TASK DETAILS →
Copy the road detection passage again from "Geometric feature largely" down to "the Fig. 2-2.", swapping in "horizon line" wherever "vanish line" appears.

SOURCE TEXT →
*-*-*
Chapter 1 Introduction
1.4 Organization
This thesis is organized as follows. In the next chapter, we briefly review the related topic papers then describe methods and discuss the most features which they adopted. In chapter 3, the proposed core techniques in this system are described in detail. They modify the inadequacy and disadvantage of the features. In chapter4, the main algorithm is presented. In chapter 5, we will show the experimental results and have a discussion on efficiency and reliability of proposed algorithm. Finally, the conclusions of our algorithm and future work will be presented in chapter 6.
2 Chapter 2
Relate Works
2.1 Overview
In recent years, many researchers have developed many techniques for road and driving situation detection in the frontal view of vehicle. The related topics to our research include “road detection”, “road recognition”, “road following”, and “lane detection” etc. In this chapter, these related works are classified by the reason that they used different approaches or different features. Furthermore, we will describe the problems which might be happened in the real condition. In section 2.2, it divides the existed methods into several bases by the features which are adopted to extract the positions of boundaries or roads and then we briefly introduce these methods.
2.2 Approaches Introduction
To distinguish the roads and boundaries for driving situation detection in the frontal view of vehicle, many researchers have proposed diverse approaches which depend on different bases and using different features. We describe the most important bases which include “region-based”, “boundary-based”, and “model-based” and introduce briefly the most popular features.
The most common features can be divided into four typical types as seen in Fig.
2-1. The methods usually utilize one or integrate different features to realize the frontal situation of vehicle during driving.
Fig. 2-1: The most popular features.
The first feature selection to detect road area is applying color information. There is some unstableness of color feature. The common causes of these unstableness including non-homogeneous surface or light variation. It is important that the method using color feature can adapt the color setting simultaneously. However, the color feature method cannot capture the precise road area and compute current road information adaptively. Furthermore, the speed of processing is time-consuming because color images require three times data quantity than the grey-scale images.
The second feature selection is to locate road boundary using edge characteristics of the boundary. If there is no distinct boundary features, or non-boundary objects may produce stronger edge intensity, all of these reasons may mistakenly lead to false detection. The third feature selection is to utilize the geometry of the road.
Geometric feature largely depends on vanish line information, but camera shaking encountered during driving will destabilize the position of the vanish line in the image.
On the other hand, many approaches adopt inverse perspective mapping (IPM) to transform the original image to bird-viewed image. Bird-viewed images are capable to
capture the parallel characteristic of the road boundary; but many adjustments of parameters such as the placement of the camera and internal camera information are required. Finally, the last feature, texture selection, encountered the same drawback as the color feature. Besides, since most road surface is smooth, it is hard to discriminate the drive way from the whole surrounding. We have summarized the overall disadvantages of common features in the Fig. 2-2.
Fig. 2-2: The disadvantages of common features.
*-*-*
SUPPLIED MATERIAL →

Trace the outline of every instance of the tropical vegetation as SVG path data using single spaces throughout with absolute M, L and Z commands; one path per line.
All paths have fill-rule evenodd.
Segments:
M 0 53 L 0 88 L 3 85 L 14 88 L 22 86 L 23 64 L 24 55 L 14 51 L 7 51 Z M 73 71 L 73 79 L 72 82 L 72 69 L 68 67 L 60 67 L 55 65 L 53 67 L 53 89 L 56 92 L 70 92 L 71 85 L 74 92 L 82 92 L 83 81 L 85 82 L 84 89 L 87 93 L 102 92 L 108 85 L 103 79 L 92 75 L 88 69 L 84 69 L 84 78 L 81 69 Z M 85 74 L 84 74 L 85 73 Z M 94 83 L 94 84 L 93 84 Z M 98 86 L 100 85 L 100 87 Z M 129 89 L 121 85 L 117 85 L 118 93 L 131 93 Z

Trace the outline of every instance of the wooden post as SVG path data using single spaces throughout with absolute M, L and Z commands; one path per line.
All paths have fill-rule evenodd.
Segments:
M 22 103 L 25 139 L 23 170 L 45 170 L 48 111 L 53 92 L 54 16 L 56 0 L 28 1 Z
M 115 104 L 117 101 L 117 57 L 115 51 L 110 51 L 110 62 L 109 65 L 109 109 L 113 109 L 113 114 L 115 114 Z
*-*-*
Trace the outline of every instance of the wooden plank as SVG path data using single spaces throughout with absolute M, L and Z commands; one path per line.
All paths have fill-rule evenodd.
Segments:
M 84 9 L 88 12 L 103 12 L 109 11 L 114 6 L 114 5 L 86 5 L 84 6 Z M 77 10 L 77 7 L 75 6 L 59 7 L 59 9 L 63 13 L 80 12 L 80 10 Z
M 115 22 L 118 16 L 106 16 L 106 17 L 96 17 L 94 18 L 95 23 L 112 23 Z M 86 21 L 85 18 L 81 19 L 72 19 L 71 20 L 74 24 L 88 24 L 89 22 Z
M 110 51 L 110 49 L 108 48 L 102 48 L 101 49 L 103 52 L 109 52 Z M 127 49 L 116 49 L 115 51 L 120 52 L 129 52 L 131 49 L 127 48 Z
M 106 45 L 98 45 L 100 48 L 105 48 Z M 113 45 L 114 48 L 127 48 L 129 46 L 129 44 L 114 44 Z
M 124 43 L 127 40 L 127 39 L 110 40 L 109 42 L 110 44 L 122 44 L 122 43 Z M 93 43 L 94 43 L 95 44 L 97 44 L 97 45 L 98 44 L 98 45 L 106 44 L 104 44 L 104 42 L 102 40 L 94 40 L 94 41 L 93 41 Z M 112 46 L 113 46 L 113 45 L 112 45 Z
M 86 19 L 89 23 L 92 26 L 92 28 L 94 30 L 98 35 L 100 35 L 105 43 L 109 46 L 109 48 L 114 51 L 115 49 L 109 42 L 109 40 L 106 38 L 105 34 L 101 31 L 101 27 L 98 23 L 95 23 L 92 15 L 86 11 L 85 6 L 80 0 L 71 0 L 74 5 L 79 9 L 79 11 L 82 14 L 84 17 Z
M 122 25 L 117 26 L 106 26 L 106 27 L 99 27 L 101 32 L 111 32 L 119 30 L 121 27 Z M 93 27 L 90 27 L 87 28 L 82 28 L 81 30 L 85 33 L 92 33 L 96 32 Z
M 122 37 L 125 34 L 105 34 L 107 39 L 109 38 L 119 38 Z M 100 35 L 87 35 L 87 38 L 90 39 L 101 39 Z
*-*-*
REPLY TO THE TASK →
Geometric feature largely depends on horizon line information, but camera shaking encountered during driving will destabilize the position of the horizon line in the image.
On the other hand, many approaches adopt inverse perspective mapping (IPM) to transform the original image to bird-viewed image. Bird-viewed images are capable to
capture the parallel characteristic of the road boundary; but many adjustments of parameters such as the placement of the camera and internal camera information are required. Finally, the last feature, texture selection, encountered the same drawback as the color feature. Besides, since most road surface is smooth, it is hard to discriminate the drive way from the whole surrounding. We have summarized the overall disadvantages of common features in the Fig. 2-2.